Written instruction => From the data items below, extract each line that contains the string "region", matching case exactly.

Data items:

>> Begin

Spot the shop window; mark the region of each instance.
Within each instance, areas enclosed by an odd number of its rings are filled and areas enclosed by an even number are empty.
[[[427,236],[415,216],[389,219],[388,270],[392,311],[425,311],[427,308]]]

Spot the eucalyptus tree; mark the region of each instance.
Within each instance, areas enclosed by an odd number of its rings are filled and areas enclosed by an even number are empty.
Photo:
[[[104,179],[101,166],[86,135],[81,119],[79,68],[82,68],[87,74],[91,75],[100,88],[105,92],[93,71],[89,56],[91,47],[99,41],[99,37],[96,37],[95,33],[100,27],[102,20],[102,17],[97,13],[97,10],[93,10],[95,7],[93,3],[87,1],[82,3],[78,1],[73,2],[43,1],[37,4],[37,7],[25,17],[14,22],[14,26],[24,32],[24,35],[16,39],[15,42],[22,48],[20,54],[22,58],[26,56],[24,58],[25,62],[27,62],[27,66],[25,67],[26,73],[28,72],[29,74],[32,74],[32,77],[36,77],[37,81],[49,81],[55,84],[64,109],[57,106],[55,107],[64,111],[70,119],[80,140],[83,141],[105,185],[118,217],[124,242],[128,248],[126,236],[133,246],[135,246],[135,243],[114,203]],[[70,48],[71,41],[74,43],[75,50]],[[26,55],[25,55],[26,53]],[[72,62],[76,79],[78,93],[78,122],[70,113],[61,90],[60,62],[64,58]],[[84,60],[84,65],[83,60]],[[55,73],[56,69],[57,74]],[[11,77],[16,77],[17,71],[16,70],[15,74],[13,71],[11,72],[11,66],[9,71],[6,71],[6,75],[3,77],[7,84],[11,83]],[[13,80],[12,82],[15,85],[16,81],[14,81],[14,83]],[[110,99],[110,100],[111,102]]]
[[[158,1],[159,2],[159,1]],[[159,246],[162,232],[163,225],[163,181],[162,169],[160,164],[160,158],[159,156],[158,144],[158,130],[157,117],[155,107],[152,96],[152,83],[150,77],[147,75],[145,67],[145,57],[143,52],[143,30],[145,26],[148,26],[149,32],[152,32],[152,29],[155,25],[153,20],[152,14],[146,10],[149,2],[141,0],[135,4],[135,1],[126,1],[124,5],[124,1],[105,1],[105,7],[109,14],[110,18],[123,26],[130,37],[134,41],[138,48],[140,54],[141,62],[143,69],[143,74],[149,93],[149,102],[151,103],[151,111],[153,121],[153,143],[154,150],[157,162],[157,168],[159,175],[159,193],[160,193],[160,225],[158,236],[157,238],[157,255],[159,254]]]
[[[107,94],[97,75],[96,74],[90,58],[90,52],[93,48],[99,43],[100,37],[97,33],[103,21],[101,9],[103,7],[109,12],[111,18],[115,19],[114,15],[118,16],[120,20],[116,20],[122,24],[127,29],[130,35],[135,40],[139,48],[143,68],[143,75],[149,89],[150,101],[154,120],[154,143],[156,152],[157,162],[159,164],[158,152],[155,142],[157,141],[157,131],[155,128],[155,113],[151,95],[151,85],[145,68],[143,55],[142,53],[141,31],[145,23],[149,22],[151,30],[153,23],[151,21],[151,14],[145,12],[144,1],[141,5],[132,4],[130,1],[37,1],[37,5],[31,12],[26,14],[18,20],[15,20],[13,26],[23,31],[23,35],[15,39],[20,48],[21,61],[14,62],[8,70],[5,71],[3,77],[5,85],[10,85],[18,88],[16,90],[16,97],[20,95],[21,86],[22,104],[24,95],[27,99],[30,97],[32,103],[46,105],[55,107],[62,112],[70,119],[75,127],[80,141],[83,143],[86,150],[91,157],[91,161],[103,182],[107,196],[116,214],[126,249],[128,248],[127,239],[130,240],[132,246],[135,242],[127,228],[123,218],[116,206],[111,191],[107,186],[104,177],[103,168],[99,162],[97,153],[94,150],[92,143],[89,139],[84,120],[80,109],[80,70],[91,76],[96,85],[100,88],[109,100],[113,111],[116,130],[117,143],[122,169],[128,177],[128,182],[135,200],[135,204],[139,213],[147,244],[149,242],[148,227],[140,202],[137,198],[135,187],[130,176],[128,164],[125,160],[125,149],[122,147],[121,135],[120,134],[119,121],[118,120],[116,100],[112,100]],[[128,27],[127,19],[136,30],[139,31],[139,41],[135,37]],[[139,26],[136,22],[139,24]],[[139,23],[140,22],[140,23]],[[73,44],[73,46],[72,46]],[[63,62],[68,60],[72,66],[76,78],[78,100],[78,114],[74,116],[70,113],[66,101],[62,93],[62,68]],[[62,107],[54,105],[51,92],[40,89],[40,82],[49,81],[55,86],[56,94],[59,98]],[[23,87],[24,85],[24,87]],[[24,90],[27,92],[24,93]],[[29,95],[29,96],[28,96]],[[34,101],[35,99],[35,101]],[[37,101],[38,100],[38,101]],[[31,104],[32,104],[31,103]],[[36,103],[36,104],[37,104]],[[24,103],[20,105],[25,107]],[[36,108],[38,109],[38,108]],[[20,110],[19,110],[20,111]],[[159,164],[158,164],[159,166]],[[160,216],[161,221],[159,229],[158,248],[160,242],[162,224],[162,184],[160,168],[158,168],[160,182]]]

>> End

Answer =>
Spot the shop window; mark the region of each instance.
Spot the eucalyptus tree; mark the region of each instance.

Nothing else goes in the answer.